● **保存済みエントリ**
====

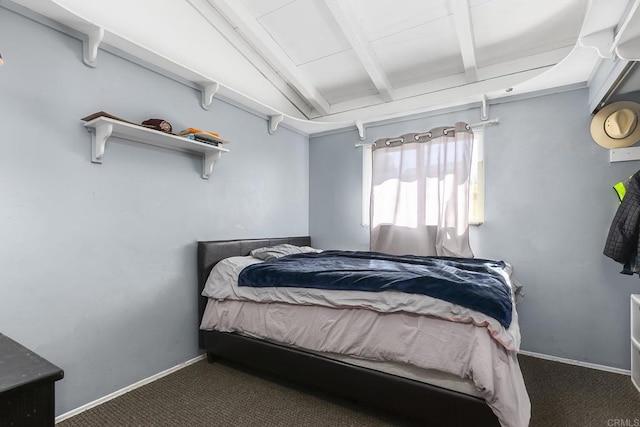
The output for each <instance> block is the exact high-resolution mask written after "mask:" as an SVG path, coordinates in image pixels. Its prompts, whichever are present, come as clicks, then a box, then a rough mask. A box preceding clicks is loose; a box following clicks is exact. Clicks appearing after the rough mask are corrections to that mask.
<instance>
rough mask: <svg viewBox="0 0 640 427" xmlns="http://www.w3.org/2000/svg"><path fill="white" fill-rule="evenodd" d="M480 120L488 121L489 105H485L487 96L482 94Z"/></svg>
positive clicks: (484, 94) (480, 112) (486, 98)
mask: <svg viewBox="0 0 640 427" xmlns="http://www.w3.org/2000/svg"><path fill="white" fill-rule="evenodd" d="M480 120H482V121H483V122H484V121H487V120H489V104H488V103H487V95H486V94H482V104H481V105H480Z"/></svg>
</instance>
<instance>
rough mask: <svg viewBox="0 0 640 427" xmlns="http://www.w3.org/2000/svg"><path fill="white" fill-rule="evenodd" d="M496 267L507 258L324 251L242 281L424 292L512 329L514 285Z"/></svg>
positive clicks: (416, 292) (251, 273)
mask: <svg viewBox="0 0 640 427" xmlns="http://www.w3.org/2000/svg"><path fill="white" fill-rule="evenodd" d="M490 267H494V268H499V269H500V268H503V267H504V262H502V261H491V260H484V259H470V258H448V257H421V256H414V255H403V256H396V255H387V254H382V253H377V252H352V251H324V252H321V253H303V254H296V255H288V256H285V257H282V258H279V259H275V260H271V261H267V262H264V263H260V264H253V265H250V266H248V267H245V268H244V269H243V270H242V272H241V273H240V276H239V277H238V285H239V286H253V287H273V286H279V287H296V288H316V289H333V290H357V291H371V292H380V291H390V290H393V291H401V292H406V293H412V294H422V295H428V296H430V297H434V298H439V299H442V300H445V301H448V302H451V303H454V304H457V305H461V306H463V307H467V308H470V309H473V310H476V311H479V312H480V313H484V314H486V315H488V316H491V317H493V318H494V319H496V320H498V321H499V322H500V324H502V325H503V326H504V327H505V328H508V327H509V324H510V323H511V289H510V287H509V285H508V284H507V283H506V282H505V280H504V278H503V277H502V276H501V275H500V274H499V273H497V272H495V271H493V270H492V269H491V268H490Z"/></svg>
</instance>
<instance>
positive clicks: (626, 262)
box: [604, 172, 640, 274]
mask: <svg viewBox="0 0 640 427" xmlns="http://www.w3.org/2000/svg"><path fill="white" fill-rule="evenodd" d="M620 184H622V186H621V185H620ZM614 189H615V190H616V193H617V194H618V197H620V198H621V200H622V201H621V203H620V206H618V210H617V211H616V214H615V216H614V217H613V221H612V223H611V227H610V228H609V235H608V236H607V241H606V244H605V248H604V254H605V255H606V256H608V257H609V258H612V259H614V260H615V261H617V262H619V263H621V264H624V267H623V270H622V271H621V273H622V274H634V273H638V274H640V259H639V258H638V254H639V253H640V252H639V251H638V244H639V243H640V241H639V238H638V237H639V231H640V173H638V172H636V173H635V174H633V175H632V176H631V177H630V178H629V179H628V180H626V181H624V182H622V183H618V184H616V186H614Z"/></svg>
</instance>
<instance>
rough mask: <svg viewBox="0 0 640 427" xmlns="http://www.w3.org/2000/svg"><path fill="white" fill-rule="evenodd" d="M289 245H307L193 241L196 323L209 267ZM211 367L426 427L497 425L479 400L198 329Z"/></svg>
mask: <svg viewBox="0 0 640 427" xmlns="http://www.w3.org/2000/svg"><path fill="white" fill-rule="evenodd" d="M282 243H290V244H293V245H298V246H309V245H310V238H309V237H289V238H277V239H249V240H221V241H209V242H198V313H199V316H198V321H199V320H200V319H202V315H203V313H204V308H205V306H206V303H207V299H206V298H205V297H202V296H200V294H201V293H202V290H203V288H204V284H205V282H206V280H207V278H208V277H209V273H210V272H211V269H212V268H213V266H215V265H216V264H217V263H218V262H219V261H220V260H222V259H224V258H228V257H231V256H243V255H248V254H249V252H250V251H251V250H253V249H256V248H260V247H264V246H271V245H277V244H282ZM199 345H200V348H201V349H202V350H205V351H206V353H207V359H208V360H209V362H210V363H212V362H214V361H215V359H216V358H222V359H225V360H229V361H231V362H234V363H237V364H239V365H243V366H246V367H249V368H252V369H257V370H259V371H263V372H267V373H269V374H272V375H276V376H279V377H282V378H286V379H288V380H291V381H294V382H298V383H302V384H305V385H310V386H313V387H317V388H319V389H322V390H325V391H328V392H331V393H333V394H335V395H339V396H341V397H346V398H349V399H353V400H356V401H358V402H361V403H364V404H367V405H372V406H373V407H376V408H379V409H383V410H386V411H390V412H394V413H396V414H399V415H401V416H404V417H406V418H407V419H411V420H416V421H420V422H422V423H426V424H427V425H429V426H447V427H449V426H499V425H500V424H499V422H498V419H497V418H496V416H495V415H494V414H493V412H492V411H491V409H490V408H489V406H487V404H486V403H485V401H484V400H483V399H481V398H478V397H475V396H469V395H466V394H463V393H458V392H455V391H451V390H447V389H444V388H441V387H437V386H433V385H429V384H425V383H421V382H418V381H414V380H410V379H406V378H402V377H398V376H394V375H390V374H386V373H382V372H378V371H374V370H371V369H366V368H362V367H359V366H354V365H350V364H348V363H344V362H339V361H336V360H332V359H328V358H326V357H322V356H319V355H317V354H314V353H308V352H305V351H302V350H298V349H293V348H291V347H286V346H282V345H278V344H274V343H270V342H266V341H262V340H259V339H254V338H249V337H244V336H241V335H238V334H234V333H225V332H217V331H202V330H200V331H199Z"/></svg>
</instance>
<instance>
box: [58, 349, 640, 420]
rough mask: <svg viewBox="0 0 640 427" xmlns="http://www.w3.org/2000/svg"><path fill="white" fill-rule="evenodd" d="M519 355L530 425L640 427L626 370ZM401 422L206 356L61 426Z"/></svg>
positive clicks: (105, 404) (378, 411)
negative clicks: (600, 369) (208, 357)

====

● **作業内容**
上の記録から文字列「positive」を含む行をすべて探し出し、各行を書き写すこと。

● **回答欄**
positive clicks: (484, 94) (480, 112) (486, 98)
positive clicks: (416, 292) (251, 273)
positive clicks: (626, 262)
positive clicks: (105, 404) (378, 411)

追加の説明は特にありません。